TAREFA 1: Reproduza na íntegra, sem nenhuma alteração, o trecho sobre a prestação regionalizada dos serviços de saneamento.

TRECHO:
──────────────────────────────

Com a reforma legal do setor de saneamento materializada pela Lei 14.026, de 15 de julho de 2020, vários temas trazidos pela nova legislação ganharam repercussão no mainstream do setor. Assuntos que não estão presentes no cotidiano das pessoas em geral, mas que, no final do dia, afetam como os serviços serão entregues (qualidade) e como serão pagos (preço) pela população.
É o exemplo da prestação regionalizada dos serviços de abastecimento de água e de esgotamento sanitário. O tema tem sido abundantemente discutido e ganhou justa atenção de explorações conceituais, principalmente sob a ótica jurídico-constitucional ao longo dos últimos anos. Sem embargo a essa abordagem, outras análises sobre as implicações decorrentes da configuração regionalizada dos serviços, entre elas o aspecto tarifário, parecem emergir com a implementação de projetos de Concessão e Parcerias Público-Privadas (PPP).
Sem prejuízo ao conceito técnico e legal, mas para fins práticos, é possível entender a prestação regionalizada de serviços de água e esgoto como o atendimento a uma determinada área, abrangendo a população de mais de um município, com uniformidade de regulação (normativos e especificações técnicas, operacionais, comerciais e tarifárias) e de fiscalização, com compatibilidade de planejamento (infraestrutura, prioridades e investimento) dos serviços. Esse tipo de atendimento tem em vista gerar ganhos de escala, viabilizar econômica e financeiramente a execução dos serviços e garantir o acesso universal desses pelas pessoas.
A prestação regionalizada foi considerada como princípio pela atualização do Marco Regulatório do Saneamento[1], ou seja, algo que a política federal (a atuação da União) deve observar, notadamente, na destinação de recursos e financiamentos[2]. Dessa forma, desde 2020, três decretos federais foram elaborados para regulamentar o assunto, sendo o Decreto Federal nº 11.599, de 12 de julho de 2023, o mais recente deles.

──────────────────────────────

TAREFA 2: Nas linhas abaixo, renomeie "sample" para "example" na parte que começa na linha que contém "Point out the person wearing" e segue até o fim das linhas, incluindo as duas extremidades. Devolva somente essa parte, com todo o restante intacto.

[Registros de origem]
──────────────────────────────

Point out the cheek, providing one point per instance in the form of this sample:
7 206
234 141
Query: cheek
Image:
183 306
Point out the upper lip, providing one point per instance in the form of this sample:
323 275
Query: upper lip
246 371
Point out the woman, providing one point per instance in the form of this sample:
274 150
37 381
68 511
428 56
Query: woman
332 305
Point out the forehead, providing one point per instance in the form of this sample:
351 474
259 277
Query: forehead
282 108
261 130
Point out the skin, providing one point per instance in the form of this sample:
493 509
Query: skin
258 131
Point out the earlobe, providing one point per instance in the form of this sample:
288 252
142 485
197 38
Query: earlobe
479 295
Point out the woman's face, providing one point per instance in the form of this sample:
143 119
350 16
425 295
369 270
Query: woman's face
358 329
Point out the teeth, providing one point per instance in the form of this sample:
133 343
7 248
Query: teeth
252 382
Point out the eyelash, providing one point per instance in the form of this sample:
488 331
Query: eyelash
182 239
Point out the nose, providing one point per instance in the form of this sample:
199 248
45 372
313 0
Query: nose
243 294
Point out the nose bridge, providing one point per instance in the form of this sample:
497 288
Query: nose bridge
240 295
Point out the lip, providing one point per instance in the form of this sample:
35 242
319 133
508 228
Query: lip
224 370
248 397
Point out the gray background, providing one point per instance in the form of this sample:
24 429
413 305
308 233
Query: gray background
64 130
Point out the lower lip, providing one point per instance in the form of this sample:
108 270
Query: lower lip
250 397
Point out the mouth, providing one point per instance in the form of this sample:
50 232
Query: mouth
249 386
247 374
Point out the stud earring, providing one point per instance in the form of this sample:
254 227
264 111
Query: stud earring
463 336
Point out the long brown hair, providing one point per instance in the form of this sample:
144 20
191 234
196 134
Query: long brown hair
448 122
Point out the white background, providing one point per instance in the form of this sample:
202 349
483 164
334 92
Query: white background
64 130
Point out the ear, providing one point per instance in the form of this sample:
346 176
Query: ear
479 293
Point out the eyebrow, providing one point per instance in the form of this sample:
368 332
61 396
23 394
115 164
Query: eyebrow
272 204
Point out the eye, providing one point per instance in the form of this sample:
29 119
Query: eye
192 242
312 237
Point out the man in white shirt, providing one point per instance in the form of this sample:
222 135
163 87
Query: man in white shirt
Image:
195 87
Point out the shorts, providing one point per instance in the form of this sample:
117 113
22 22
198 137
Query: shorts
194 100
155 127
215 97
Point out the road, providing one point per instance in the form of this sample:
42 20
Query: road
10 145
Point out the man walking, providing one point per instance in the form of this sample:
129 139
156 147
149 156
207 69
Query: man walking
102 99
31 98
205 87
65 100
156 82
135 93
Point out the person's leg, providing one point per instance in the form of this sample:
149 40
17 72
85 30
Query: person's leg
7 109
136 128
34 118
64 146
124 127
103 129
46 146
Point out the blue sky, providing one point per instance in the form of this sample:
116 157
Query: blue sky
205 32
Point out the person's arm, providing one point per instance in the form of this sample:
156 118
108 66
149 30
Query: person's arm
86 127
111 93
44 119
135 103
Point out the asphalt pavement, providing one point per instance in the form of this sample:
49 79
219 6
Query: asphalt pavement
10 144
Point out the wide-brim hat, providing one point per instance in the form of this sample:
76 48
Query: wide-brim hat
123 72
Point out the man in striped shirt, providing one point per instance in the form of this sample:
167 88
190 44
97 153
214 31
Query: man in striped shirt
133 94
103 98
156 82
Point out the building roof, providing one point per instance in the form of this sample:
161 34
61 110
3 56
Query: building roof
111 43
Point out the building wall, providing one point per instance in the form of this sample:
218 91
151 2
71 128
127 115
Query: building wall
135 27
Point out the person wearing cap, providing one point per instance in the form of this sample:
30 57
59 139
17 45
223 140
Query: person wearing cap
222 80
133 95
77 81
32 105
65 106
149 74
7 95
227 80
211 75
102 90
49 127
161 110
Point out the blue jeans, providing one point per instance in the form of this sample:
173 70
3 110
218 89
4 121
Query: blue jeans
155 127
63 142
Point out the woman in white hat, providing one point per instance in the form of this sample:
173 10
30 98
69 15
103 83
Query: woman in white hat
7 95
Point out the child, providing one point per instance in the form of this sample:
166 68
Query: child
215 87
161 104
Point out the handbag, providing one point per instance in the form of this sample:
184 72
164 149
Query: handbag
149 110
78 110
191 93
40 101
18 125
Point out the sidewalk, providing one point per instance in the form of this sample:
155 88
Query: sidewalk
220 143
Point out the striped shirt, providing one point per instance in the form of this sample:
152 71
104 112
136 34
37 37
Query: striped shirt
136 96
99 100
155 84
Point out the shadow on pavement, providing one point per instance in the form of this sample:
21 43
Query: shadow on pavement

──────────────────────────────

RESPOSTA CORRETA 1:
Com a reforma legal do setor de saneamento materializada pela Lei 14.026, de 15 de julho de 2020, vários temas trazidos pela nova legislação ganharam repercussão no mainstream do setor. Assuntos que não estão presentes no cotidiano das pessoas em geral, mas que, no final do dia, afetam como os serviços serão entregues (qualidade) e como serão pagos (preço) pela população.
É o exemplo da prestação regionalizada dos serviços de abastecimento de água e de esgotamento sanitário. O tema tem sido abundantemente discutido e ganhou justa atenção de explorações conceituais, principalmente sob a ótica jurídico-constitucional ao longo dos últimos anos. Sem embargo a essa abordagem, outras análises sobre as implicações decorrentes da configuração regionalizada dos serviços, entre elas o aspecto tarifário, parecem emergir com a implementação de projetos de Concessão e Parcerias Público-Privadas (PPP).
Sem prejuízo ao conceito técnico e legal, mas para fins práticos, é possível entender a prestação regionalizada de serviços de água e esgoto como o atendimento a uma determinada área, abrangendo a população de mais de um município, com uniformidade de regulação (normativos e especificações técnicas, operacionais, comerciais e tarifárias) e de fiscalização, com compatibilidade de planejamento (infraestrutura, prioridades e investimento) dos serviços. Esse tipo de atendimento tem em vista gerar ganhos de escala, viabilizar econômica e financeiramente a execução dos serviços e garantir o acesso universal desses pelas pessoas.
A prestação regionalizada foi considerada como princípio pela atualização do Marco Regulatório do Saneamento[1], ou seja, algo que a política federal (a atuação da União) deve observar, notadamente, na destinação de recursos e financiamentos[2]. Dessa forma, desde 2020, três decretos federais foram elaborados para regulamentar o assunto, sendo o Decreto Federal nº 11.599, de 12 de julho de 2023, o mais recente deles.

RESPOSTA CORRETA 2:
Point out the person wearing cap, providing one point per instance in the form of this example:
30 57
59 139
17 45
223 140
Query: person wearing cap
222 80
133 95
77 81
32 105
65 106
149 74
7 95
227 80
211 75
102 90
49 127
161 110
Point out the blue jeans, providing one point per instance in the form of this example:
173 70
3 110
218 89
4 121
Query: blue jeans
155 127
63 142
Point out the woman in white hat, providing one point per instance in the form of this example:
173 10
30 98
69 15
103 83
Query: woman in white hat
7 95
Point out the child, providing one point per instance in the form of this example:
166 68
Query: child
215 87
161 104
Point out the handbag, providing one point per instance in the form of this example:
184 72
164 149
Query: handbag
149 110
78 110
191 93
40 101
18 125
Point out the sidewalk, providing one point per instance in the form of this example:
155 88
Query: sidewalk
220 143
Point out the striped shirt, providing one point per instance in the form of this example:
152 71
104 112
136 34
37 37
Query: striped shirt
136 96
99 100
155 84
Point out the shadow on pavement, providing one point per instance in the form of this example:
21 43
Query: shadow on pavement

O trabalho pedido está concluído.